Given exercise 1:
Answer the following questions using the comment thread about the electric tricycle.
(a) According to bergamot69, in what kind of area is the tricycle predominantly meant to be used?
(b) What did Mr Stiffy suggest would have been a better result?
(c) How many spokes does David Gardner II say the rear wheels are laced with?
Given exercise 2:
Write what comes next in the comment thread about the electric tricycle.

Given text:
/---

How does slamming the cargo from side to side protect it?
bergamot69
Slowburn, this is a low-speed electric tricycle for use predominantly in urban areas, not a Ducati racing motorbike to be let loose on twisty mountain backroads.
At the speeds this vehicle will be travelling at, the cargo (typically groceries) will hardly be turned into powder or puree by excessive G forces. The load is hardly likely to be jostled any more than if they were carried on public transport.
Mr Stiffy
I thought a better result would have been to make all the wheels tilt into corners...
Bicycle wheels have a tendency to buckle under side loads....
David Gardner II
Mr Stiffy: after looking at the rear wheels and seeing that they are what appear to be 20" wide double wall alloy rims, with heavy gauge 36 spoke lacing and beefy steel hubs with widely separated large diameter flanges, I would say with confidence there is nearly no chance these would buckle under normal use. Now, if one were to, say, set a ramp up at the bottom of a hill, however. . . . . .

\---

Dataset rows
/---

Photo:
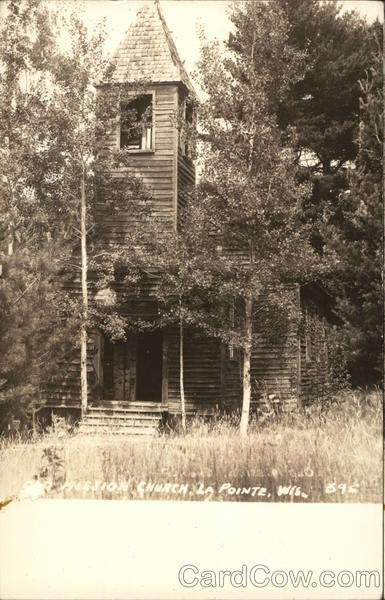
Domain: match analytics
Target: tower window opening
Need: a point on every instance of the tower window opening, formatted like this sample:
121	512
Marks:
136	123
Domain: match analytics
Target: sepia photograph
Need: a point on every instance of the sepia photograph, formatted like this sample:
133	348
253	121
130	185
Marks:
191	300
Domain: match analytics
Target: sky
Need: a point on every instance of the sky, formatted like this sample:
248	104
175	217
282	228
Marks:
183	18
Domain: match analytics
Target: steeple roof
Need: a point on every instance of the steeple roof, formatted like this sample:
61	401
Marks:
147	52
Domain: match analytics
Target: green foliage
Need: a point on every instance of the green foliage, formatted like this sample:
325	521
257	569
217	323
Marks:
358	242
53	126
251	196
336	111
34	215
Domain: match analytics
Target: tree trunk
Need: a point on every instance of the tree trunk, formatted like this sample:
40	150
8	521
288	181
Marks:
246	382
181	378
84	316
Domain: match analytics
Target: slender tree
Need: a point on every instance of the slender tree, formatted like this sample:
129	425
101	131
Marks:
248	178
358	243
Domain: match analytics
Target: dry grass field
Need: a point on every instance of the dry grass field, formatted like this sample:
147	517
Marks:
332	455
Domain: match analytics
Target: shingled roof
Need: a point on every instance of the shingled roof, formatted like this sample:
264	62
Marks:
147	52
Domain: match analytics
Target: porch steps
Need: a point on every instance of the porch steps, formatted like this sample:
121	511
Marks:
117	418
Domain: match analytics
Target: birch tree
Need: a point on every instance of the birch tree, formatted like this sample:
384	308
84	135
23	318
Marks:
248	178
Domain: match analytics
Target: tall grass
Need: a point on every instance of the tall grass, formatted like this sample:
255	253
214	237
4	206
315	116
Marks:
327	453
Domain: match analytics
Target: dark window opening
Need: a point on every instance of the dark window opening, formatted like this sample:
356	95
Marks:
149	367
136	123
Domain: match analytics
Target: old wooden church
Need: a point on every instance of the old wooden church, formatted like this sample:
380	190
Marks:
135	384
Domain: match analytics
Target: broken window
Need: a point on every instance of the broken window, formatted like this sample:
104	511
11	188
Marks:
186	125
136	123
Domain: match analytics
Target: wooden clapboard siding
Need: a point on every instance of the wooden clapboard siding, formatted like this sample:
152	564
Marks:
157	168
274	365
201	372
186	182
313	343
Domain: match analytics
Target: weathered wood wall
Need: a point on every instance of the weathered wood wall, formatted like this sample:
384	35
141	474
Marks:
202	377
314	337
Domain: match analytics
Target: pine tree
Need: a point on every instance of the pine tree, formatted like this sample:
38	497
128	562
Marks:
33	240
56	176
324	105
359	242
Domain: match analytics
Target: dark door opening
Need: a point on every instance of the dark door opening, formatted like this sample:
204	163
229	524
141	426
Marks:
149	367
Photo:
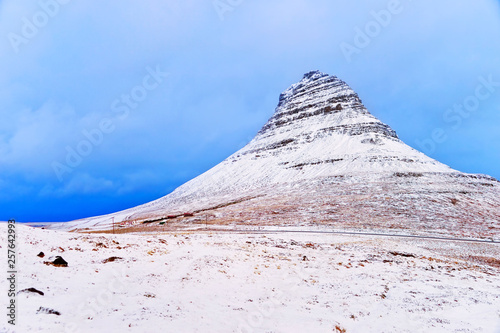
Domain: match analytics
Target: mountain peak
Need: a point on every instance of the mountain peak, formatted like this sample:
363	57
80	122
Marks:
320	144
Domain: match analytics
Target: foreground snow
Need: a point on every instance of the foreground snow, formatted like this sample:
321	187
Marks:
232	282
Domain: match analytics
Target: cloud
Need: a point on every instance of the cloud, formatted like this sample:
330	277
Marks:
225	79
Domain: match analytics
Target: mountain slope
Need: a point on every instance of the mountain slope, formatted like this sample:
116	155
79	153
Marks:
323	158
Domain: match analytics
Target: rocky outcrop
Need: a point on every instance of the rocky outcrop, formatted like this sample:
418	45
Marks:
338	164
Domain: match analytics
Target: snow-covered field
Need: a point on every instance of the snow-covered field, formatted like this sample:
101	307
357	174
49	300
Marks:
236	282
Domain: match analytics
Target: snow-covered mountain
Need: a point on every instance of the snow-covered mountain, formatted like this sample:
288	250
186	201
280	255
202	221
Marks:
323	158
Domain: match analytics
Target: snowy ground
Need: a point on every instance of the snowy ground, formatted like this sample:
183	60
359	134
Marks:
235	282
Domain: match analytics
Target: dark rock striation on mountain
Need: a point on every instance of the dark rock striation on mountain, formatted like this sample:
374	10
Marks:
323	159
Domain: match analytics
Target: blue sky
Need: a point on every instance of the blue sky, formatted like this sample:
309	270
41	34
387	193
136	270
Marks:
66	69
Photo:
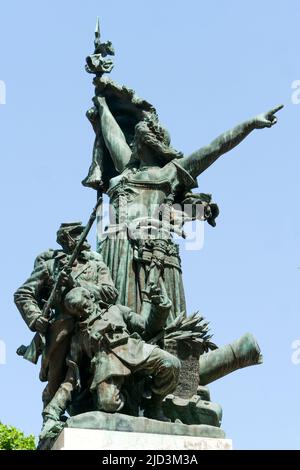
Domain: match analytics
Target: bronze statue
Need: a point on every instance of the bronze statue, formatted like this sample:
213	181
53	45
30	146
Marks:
111	339
112	326
88	271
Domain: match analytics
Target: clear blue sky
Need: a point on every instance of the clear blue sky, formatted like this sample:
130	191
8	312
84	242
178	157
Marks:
206	66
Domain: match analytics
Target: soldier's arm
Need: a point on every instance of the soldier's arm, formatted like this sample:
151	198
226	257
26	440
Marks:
148	327
105	289
28	296
200	160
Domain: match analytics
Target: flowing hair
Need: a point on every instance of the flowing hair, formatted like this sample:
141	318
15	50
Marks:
152	134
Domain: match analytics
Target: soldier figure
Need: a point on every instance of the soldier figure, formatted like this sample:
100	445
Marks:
89	272
113	339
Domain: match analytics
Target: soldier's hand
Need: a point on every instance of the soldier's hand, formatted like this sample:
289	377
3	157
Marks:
41	324
66	280
267	119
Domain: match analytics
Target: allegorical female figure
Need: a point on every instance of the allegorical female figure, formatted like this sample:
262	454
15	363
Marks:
150	175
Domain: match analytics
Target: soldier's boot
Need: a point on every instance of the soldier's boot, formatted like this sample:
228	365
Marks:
52	413
153	408
109	396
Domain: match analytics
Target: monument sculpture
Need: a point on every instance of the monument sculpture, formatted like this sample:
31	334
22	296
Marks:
111	326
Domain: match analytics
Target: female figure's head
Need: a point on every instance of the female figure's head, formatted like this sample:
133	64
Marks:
151	144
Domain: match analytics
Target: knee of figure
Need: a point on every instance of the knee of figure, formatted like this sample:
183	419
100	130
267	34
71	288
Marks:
171	362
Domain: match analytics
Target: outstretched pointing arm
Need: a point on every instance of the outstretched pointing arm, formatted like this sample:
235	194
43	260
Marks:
200	160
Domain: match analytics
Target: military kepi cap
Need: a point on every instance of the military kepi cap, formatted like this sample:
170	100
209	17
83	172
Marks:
70	227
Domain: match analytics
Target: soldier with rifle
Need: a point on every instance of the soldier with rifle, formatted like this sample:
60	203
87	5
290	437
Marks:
40	299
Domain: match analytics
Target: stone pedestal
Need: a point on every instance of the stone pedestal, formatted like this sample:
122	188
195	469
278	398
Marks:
105	431
91	439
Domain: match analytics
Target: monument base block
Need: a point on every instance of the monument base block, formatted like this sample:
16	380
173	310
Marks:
104	431
91	439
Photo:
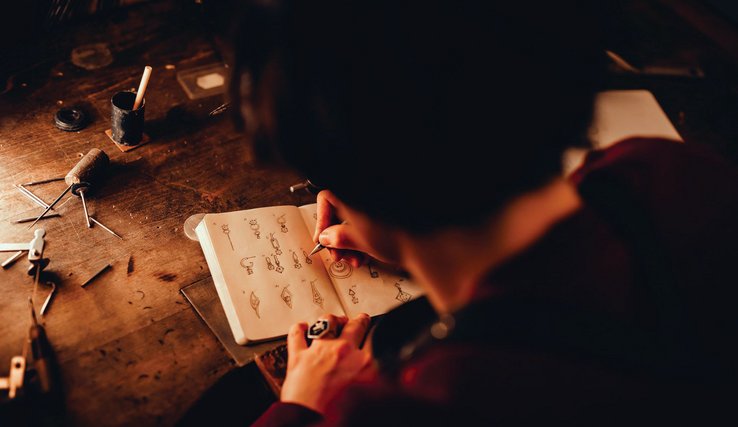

\---

Expected output 1:
(a) Urban areas.
(b) Making all the wheels tilt into corners.
(c) 36 spokes.

Expected output 2:
Hybridfiat
Oh my giddy aunt! Shoot me if you EVER see me riding one of these, as Ill have lost my mind, fashion sense and ability to feel shame. I dont want to live if this is the best I can find to get me about town.
Dan Vasii
For a tenth of the price, you can build youself a comparable e-bike!!! It's grossly overrated!!!
unklmurray
No you can't build an Etrike for 1/10th the price much less a "Tilting E trike" while I agree the price is a lot high there is no way you can build an ebike for $238.20 the battery will cost you that much, I have never ridden any sort of "Tilting" contraption,without it the design of 2 wheels in the back is an accident looking for a place to happen!!